§ CONSIGNES DE L'EXERCICE
**1.** Traduisez en anglais cette phrase de la critique du roman graphique : « De fait, quand on a eu la chance de contempler tant de merveilles de par le vaste monde, on a les plus beaux yeux qui soient. »
**2.** Indiquez si chaque affirmation concorde avec la critique du roman graphique, en répondant par oui ou non et en citant les mots décisifs du texte. (a) Nicolas Hulot a accepté le ministère de l'Écologie proposé par Jacques Chirac. (b) Le livreur de pizza circule sur un scooter électrique. (c) Nicolas Hulot a participé à la préparation de la COP 21.
**3.** Rédigez la suite de la critique du roman graphique, s'il vous plaît, en reprenant après sa dernière phrase.

§ EXTRAIT CHOISI
▼▼▼
Sus aux bouffeurs de planète !

Publié le par Murielle Morier

Sus aux bouffeurs de planète !

  Commenter ce roman graphique, aimablement offert par les éditions Rustica dans le cadre de la masse critique Babelio « Regarder autrement », implique de ne pouvoir occulter la personnalité de son auteur : Nicolas Hulot, l’homme « aux plus beaux yeux du monde ». C’est en effet par ce tendre prologue que démarre cette histoire, quand, en 2012, l’ami Nicolas se fait aborder à un feu rouge de la capitale par un livreur de pizza, affable et basané, juché sur son vieux scooter thermique et polluant tandis que notre héros chevauche le même type de monture, mais celle-là électrique et dernier cri. Une entrée en matière qui n’est pas ce qu’on croit : de malhabiles travaux d’approche pour draguer une vedette adulée des foules, ou encore la rencontre de deux mondes – deux univers même – que tout oppose pour en souligner le décalage flagrant. Non, ceci témoigne d’une admiration sincère envers l’ancien animateur des émissions qui l’ont popularisé, Ushuaia, le magazine de l’extrême, puis Ushuaia nature, lequel a aussi créé sa propre Fondation pour la Nature et l’Homme. De fait, quand on a eu la chance de contempler tant de merveilles de par le vaste monde, on a les plus beaux yeux qui soient. CQFD. À condition aussi de savoir regarder.
    Grâce à sa notoriété et à la sympathie qu’il inspire aux Français, Nicolas Hulot est donc un personnage charismatique sur qui la sphère politique a longtemps lorgné. Toutefois, il refusera à plusieurs reprises le ministère de l’Écologie, que lui ont successivement offert sur un plateau d’argent les présidents Jacques Chirac et François Hollande, même si, sous la présidence de ce dernier, il contribuera à la préparation de la COP 21 à Paris.
▲▲▲
§ SECTION DES DONNÉES
▼▼▼
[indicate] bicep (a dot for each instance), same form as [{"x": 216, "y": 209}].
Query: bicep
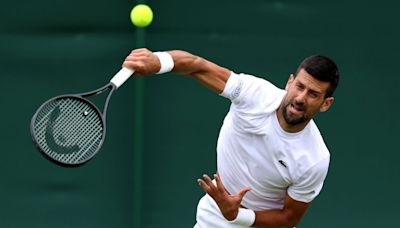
▲▲▲
§ RÉSULTATS DE L'EXERCICE
**1.** Indeed, when one has had the good fortune to behold so many wonders across the wide world, one has the most beautiful eyes there are.

**2.**
(a) Non : « il refusera à plusieurs reprises le ministère de l’Écologie ».
(b) Non : « juché sur son vieux scooter thermique et polluant ».
(c) Oui : « il contribuera à la préparation de la COP 21 à Paris ».

**3.**
    Le célèbre Nicolas a ainsi côtoyé des chefs d’état et leurs aréopages ; tout un petit monde, chacun en conviendra, pas franchement réputé pour son train de vie d’ascète. On voit également, dans cet ouvrage, que notre protagoniste a en quelque sorte servi d’éminence grise à Jacques Chirac, à qui il a susurré à l’oreille, lors du sommet mondial du développement durable de Johannesburg, les grandes lignes de son discours, prononcé le 2 septembre 2002, dont la fameuse formule « Notre maison brûle et nous regardons ailleurs » marquera l’Histoire ; tout du moins tant qu’il y aura encore des individus pensants sur terre pour s’en souvenir. Laïus également passé à la postérité pour le « lien nouveau à nouer avec la nature… » et le « moment pour l’Homme d’apprendre à maîtriser sa puissance et ses appétits... »
    Ceci nous mène donc à ce constat accablant : la planète bleue et ses occupants font les frais du confort de vie permis par les avancées de l’ère industrielle. Mais, dans le fond, notre bonne vieille planète pâtit surtout des excès d’une minorité. Dorénavant personne n’ignore plus en effet qu’une société de surconsommation épuise les ressources naturelles et, qu’en dépit de tout, certains continuent de faire bien peu cas du vivant. Le danger est donc imminent et il n’est que temps d’agir. Peut-être est-il même trop tard. Eh oui, le climat change : ça chauffe ! La pollution, omniprésente, est à présent aussi démentielle qu’incontrôlable. Les déchets pullulent tandis que les déserts avancent et, après avoir été menacés, de plus en plus d’animaux disparaissent. Une fuite en avant inexorable, quand on sait que la flore et la faune qui subsistent s’avèrent en réalité en sursis. Et à l’heure où j’écris ces lignes, l’humanité s’enlise dans une pandémie qu’on peut qualifier de sans précédent.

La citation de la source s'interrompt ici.